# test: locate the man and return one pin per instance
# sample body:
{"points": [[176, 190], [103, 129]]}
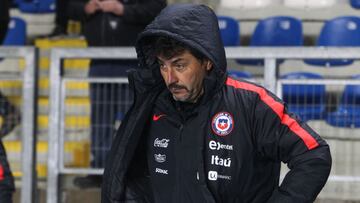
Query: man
{"points": [[195, 135], [6, 179], [111, 23]]}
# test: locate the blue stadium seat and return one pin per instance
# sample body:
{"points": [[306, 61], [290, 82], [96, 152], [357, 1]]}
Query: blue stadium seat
{"points": [[307, 101], [240, 74], [355, 4], [348, 111], [341, 31], [37, 6], [229, 30], [275, 31], [16, 34]]}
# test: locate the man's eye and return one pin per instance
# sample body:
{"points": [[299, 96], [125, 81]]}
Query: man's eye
{"points": [[162, 66], [180, 66]]}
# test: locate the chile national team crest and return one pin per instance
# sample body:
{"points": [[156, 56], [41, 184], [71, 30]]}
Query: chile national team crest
{"points": [[222, 123]]}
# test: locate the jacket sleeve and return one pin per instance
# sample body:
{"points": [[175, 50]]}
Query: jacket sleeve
{"points": [[281, 136], [143, 12]]}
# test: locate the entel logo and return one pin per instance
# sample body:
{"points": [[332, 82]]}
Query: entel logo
{"points": [[214, 176], [217, 146], [162, 171], [163, 143], [157, 117]]}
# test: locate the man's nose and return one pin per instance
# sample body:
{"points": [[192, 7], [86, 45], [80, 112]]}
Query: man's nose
{"points": [[171, 76]]}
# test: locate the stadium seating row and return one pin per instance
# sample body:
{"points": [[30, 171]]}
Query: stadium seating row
{"points": [[297, 4], [308, 101], [46, 6], [36, 6], [287, 31]]}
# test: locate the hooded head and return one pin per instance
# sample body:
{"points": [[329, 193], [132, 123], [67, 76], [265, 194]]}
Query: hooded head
{"points": [[194, 27]]}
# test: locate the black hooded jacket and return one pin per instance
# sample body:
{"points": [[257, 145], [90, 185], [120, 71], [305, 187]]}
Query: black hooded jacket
{"points": [[242, 131]]}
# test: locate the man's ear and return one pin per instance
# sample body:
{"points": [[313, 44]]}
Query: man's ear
{"points": [[209, 65]]}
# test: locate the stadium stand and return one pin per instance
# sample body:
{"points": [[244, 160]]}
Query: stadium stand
{"points": [[309, 4], [275, 31], [348, 111], [245, 4], [341, 31], [229, 30], [37, 6], [307, 101], [355, 4], [240, 74], [16, 34]]}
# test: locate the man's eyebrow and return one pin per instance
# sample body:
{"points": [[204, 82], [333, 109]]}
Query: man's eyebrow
{"points": [[175, 61]]}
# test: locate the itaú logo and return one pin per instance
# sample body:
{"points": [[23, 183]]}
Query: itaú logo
{"points": [[214, 176], [216, 160]]}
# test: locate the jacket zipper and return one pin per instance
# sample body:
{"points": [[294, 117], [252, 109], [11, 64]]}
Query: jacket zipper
{"points": [[177, 165]]}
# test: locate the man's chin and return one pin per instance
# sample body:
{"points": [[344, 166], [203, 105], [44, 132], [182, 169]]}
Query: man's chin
{"points": [[180, 98]]}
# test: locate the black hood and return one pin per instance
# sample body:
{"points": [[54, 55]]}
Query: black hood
{"points": [[182, 22]]}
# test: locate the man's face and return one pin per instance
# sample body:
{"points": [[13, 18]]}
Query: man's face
{"points": [[184, 75]]}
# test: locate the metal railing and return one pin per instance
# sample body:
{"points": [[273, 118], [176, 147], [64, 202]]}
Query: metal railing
{"points": [[28, 158], [270, 55]]}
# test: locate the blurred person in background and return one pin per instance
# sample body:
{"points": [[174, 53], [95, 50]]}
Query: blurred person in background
{"points": [[7, 187], [109, 23], [194, 134], [61, 18]]}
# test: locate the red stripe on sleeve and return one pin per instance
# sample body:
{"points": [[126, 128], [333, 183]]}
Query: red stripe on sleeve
{"points": [[1, 173], [277, 107]]}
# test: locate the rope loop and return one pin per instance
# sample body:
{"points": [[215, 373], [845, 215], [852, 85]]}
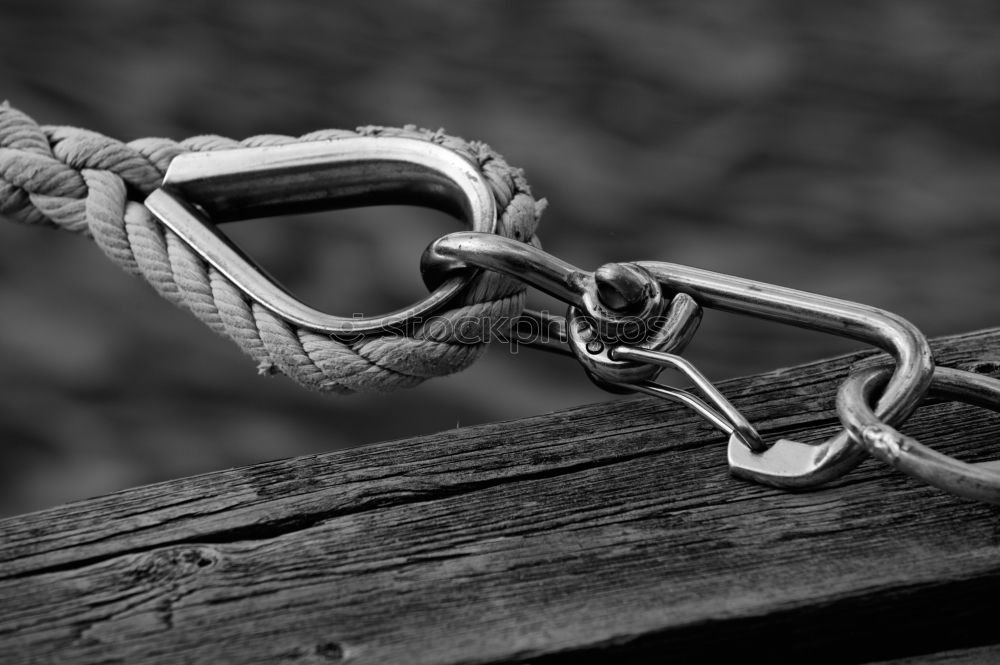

* * * * * * *

— To do —
Please pull out every line of the material above that contains the word "black", and note that case counts.

— Output for this task —
# test: locate the black hooded jacket and return one pin per instance
Query: black hooded jacket
# test: locate the black hood and return one pin per instance
Query: black hood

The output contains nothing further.